• _THE DATA_

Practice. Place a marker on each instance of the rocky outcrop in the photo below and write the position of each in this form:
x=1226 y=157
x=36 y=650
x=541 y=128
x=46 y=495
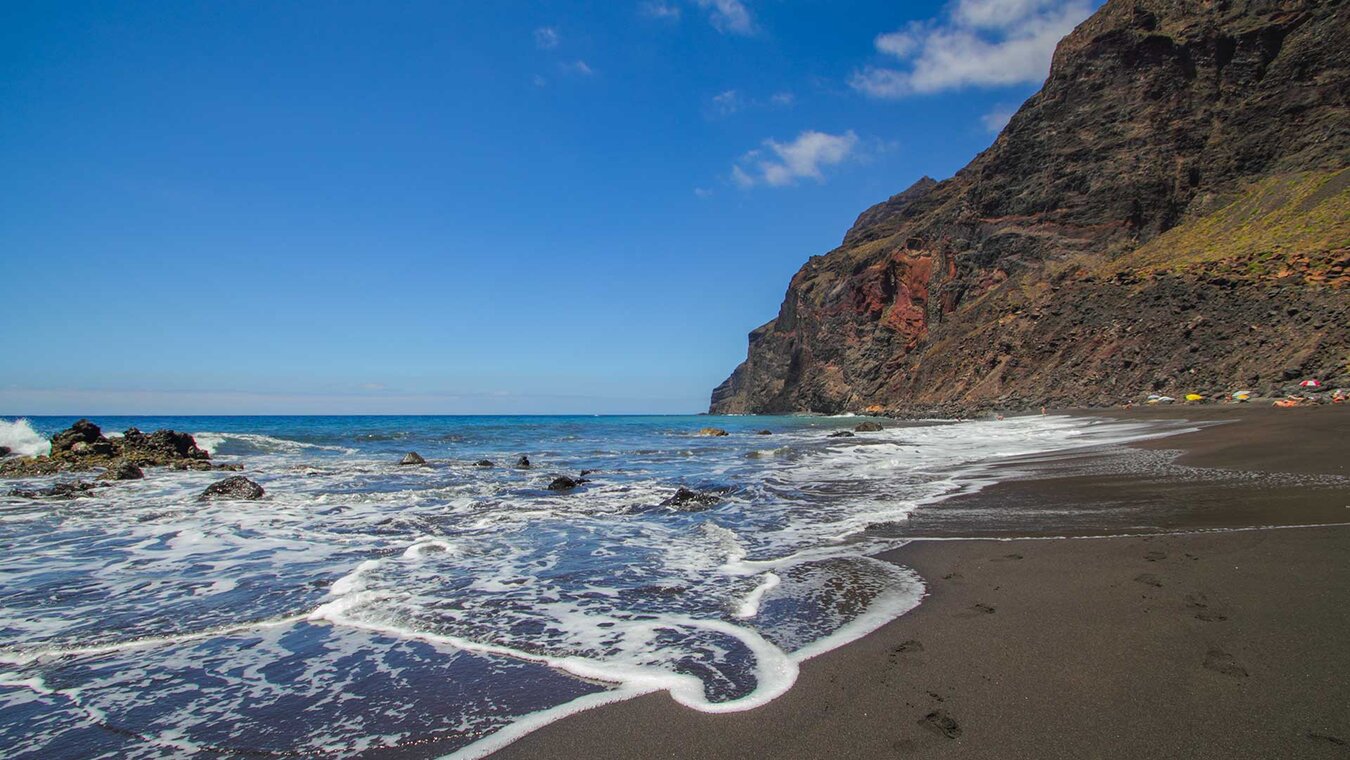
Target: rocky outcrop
x=236 y=487
x=564 y=483
x=58 y=492
x=687 y=500
x=84 y=447
x=123 y=471
x=1169 y=213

• _TASK TO CARRY OUT_
After removing the pictures, restate the whole listing above word for word.

• _SOLUTION TO THIS TASK_
Practice. Place a marker on each instance of the rocky outcrop in the photo below and write the position of each in this form:
x=1226 y=157
x=36 y=650
x=541 y=128
x=46 y=495
Target: rocky outcrop
x=236 y=487
x=564 y=483
x=58 y=492
x=687 y=500
x=84 y=447
x=123 y=471
x=1169 y=213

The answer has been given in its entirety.